SOURCE PASSAGE:
Here you will meet the unforgettable patients who taught the doctors so much as they triumph over life-threatening disease, heartbreaking marital problems, dangerous addiction, and more. With simple, practical methods for harnessing the power of faith, this potentially lifesaving book provides an astonishing and immensely effective strategy for healing.
Customer Reviews:
great scientifically based book for everyone.......2002-11-24
This book explores the healing aspects of faith in terms of scientific evidence. As the director of Duke University's Center for the Study of Religion/Spirituality and Health, the author, Dr. Harold Koenig, has become an expert in this discipline and shares everything he has learned in this very fascinating and informative book. Through his medical background and through fifteen years of dedicated research and after over 50 research studies Koenig provides a strong argument for the healing power of faith. From the very start, it is made clear that this is not a book claiming the miracles of God but rather is a book "concerned with concrete data" to "investigate the therapeutic or healing power of people's religious faith." Some of the findings from this data are that people who have a strong faith have healthier lifestyles possibly due to religions encouragement of proper and healthy conduct. Religious people also cope well with stress, are less likely to be depressed and hospitalized than their non-religious counterparts, have a stronger immune system, and live longer. Other important research, conducted by people other than Koenig's team, are included in this book as well. This book is quite comprehensive in its review of all the literature out there on the healing power of faith.

PROBLEMS TO WORK ON:
[a] Reproduce the passage on faith and healing word for word, starting at "Here you will" and ending after "strategy for healing.".
[b] Extend the passage on faith and healing by writing the text that would follow its final sentence.

SOURCE MATERIAL:
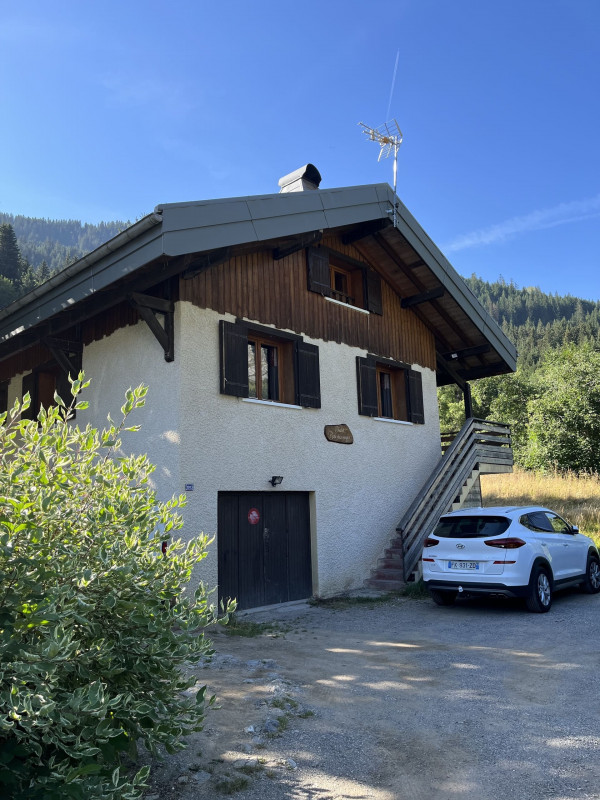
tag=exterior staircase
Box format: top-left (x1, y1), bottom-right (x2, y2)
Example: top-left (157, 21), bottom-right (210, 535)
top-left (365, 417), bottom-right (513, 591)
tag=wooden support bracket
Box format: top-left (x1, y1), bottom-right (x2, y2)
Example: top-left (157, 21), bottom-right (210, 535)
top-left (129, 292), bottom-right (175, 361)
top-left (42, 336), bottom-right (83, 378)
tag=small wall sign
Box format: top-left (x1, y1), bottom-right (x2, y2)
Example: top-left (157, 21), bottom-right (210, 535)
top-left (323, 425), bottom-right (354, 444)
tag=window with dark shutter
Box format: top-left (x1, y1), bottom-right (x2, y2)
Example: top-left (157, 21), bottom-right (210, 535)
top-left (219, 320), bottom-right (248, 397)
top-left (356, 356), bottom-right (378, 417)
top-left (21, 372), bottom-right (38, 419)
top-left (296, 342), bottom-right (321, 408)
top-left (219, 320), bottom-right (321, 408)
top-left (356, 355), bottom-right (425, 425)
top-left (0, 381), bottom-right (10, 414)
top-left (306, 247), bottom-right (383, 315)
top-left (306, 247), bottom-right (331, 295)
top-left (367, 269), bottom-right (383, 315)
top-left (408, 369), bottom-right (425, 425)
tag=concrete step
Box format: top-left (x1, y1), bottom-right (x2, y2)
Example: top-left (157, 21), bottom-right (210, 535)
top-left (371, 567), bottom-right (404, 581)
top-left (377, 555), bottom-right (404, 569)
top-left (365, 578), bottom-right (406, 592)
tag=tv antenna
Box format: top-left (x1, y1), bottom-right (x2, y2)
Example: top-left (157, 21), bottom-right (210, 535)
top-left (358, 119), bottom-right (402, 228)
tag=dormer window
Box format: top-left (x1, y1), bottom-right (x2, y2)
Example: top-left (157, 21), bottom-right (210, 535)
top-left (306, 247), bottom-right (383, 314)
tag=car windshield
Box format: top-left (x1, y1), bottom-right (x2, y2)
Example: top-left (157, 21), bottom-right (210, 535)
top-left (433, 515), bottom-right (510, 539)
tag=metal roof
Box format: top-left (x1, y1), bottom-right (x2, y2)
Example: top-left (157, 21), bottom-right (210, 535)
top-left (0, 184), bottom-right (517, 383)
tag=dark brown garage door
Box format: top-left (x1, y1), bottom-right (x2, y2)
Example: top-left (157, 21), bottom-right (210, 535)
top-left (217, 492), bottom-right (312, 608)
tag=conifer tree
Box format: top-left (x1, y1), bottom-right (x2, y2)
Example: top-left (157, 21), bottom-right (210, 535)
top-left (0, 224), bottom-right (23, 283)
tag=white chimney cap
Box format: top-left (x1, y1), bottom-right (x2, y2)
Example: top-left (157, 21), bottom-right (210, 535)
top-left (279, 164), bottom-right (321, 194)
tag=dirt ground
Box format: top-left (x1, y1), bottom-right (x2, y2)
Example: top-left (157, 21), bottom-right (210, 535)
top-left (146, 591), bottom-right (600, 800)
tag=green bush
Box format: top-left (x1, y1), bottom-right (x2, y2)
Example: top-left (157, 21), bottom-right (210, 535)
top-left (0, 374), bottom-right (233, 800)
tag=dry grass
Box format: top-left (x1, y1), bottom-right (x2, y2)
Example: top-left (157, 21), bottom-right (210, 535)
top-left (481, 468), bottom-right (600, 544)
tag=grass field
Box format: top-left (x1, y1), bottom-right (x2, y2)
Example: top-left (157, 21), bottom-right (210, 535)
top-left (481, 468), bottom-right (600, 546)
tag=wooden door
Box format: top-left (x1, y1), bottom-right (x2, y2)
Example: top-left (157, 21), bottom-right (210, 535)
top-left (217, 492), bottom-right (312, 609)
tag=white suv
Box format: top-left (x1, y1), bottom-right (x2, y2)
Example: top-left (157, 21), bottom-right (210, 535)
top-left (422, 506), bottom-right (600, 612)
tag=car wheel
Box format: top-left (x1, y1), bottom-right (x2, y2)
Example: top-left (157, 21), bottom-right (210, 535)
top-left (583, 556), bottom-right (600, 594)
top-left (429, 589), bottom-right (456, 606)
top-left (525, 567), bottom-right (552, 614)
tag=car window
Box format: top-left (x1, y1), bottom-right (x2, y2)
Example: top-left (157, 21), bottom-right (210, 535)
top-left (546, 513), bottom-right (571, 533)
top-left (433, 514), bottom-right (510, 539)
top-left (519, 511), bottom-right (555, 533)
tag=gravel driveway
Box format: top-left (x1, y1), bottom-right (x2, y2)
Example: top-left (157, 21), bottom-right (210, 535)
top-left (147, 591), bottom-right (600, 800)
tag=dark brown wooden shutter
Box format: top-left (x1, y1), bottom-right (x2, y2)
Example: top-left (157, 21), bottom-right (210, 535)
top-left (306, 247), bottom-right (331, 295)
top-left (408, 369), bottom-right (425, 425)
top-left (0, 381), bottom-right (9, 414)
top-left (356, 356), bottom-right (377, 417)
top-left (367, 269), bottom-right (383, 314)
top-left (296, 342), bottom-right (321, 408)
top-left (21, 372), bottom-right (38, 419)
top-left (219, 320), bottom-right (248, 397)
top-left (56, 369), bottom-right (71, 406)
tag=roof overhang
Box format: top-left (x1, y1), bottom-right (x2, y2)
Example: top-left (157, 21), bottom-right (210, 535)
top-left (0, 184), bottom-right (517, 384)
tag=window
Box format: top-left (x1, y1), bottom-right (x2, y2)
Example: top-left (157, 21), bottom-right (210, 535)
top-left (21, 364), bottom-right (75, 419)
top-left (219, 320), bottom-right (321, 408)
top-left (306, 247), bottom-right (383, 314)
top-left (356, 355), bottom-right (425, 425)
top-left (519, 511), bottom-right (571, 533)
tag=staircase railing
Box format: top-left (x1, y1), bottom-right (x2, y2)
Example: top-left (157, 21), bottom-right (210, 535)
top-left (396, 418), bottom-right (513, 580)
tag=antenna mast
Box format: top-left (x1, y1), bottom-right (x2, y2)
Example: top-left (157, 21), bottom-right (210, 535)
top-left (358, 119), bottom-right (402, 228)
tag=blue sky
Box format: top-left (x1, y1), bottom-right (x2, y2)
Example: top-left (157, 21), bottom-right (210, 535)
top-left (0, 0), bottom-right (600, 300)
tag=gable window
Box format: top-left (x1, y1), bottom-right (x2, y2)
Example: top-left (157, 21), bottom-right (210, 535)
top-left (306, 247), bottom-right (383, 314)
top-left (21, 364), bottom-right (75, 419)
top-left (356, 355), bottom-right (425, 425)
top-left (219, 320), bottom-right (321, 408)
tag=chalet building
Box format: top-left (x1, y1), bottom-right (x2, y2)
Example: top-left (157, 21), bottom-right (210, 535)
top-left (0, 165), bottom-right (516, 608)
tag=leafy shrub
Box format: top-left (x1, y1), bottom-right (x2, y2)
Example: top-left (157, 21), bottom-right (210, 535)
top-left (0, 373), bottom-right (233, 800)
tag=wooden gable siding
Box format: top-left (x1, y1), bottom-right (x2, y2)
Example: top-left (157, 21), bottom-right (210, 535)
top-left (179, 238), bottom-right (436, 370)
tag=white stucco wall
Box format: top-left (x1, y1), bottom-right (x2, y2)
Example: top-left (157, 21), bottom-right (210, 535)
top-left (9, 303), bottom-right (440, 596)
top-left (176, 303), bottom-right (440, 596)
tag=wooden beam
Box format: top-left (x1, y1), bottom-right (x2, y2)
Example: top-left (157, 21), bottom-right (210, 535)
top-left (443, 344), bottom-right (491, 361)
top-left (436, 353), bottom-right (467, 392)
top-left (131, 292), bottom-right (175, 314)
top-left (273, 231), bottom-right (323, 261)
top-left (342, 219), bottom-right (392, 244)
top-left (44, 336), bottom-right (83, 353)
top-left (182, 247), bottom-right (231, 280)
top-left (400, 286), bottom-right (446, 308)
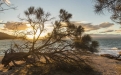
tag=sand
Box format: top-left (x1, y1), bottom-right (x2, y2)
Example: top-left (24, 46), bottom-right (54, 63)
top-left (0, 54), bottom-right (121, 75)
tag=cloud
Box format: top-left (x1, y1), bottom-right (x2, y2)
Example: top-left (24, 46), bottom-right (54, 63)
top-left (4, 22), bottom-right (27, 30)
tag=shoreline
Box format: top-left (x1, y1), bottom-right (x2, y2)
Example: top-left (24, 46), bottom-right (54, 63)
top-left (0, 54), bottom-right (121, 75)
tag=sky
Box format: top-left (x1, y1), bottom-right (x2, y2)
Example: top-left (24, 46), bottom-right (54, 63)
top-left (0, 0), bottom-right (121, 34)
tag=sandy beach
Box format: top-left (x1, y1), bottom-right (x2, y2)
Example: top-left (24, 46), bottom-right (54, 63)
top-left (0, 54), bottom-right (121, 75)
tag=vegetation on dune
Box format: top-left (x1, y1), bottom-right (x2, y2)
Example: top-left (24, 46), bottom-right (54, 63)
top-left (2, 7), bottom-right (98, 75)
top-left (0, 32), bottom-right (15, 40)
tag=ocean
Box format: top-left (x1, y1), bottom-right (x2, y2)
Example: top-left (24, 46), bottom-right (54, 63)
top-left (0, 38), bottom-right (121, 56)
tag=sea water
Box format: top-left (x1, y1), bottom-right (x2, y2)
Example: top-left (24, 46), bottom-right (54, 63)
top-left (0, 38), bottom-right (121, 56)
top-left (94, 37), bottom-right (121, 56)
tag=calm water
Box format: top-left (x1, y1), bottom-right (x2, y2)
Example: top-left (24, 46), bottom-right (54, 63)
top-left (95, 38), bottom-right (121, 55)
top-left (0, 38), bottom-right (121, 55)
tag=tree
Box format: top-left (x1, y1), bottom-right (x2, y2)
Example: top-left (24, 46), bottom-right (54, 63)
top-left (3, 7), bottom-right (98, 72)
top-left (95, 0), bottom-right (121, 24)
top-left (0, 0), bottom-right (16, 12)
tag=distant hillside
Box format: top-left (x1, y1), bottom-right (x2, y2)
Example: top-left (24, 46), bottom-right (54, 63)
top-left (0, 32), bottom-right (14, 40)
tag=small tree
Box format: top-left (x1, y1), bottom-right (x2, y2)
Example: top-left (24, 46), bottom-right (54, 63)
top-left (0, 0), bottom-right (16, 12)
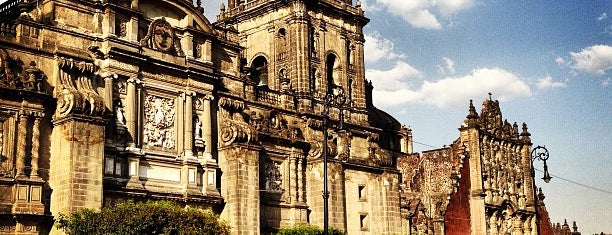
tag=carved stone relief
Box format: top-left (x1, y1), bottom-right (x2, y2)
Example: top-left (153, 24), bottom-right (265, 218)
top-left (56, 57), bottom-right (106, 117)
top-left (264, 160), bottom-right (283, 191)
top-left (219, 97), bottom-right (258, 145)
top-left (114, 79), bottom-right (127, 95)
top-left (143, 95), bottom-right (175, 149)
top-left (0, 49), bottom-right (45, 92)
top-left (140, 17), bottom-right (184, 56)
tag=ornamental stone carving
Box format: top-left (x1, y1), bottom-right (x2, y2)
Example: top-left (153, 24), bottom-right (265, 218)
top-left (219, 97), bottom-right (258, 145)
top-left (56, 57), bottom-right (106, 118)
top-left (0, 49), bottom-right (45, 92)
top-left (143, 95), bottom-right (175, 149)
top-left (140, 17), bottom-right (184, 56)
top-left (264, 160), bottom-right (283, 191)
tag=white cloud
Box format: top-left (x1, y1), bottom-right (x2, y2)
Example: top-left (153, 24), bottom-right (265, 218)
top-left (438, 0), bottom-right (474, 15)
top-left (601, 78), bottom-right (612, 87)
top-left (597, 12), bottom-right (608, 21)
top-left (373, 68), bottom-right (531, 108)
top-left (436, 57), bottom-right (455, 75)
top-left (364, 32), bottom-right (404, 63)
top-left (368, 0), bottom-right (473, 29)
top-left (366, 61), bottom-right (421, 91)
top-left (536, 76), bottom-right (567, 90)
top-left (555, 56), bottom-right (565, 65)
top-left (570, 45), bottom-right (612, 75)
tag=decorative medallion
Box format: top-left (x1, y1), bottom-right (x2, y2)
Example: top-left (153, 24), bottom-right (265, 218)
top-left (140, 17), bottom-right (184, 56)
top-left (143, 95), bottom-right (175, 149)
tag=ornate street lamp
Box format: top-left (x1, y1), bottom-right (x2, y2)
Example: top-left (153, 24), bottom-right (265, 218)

PER-TASK OUTPUTS:
[a]
Here you will meet the unforgettable patients who taught the doctors so much as they triumph over life-threatening disease, heartbreaking marital problems, dangerous addiction, and more. With simple, practical methods for harnessing the power of faith, this potentially lifesaving book provides an astonishing and immensely effective strategy for healing.

[b]
The book is filled with poignant personal stories that help illustrate the scientific findings. The stories are of depression, alcoholism, cancer, cardiovascular disease, and other medical conditions. One such story is of Morty, a man who had been walking around with an blood alcohol level of 3.5. Morty was delivered to a detoxication unit where he stopped drinking on the first day of arrival and had an almost painless physical withdrawal from alcohol because he believed in the grace of God. Each story is as heartwarming and as inspiring as the one before. I loved how these stories were so smoothly used in adjunct with the scientific findings. It is definitely an effective blend of real life to which we all can relate and science from which we all can learn.
Another great thing about this book is that at the very end it offers suggestions to how one can benefit from the Power of faith. It is separated into three different parts: 1) if you are already religious, 2) if you are not religious, and 3) if you simply are not yet ready to consider religion. This is very nice because it offers suggestions for everyone not only those who are religious and are already benefiting.
A definite plus to this book is that is it easy reading. Although it deals with real scientific research the entire book is very readable. One does not get bored with scientific jargon. In fact the book is very engaging and I finished it in one night. I definitely recommend this book for anyone who is interested in this subject. We all can learn from it, religious people and atheists alike.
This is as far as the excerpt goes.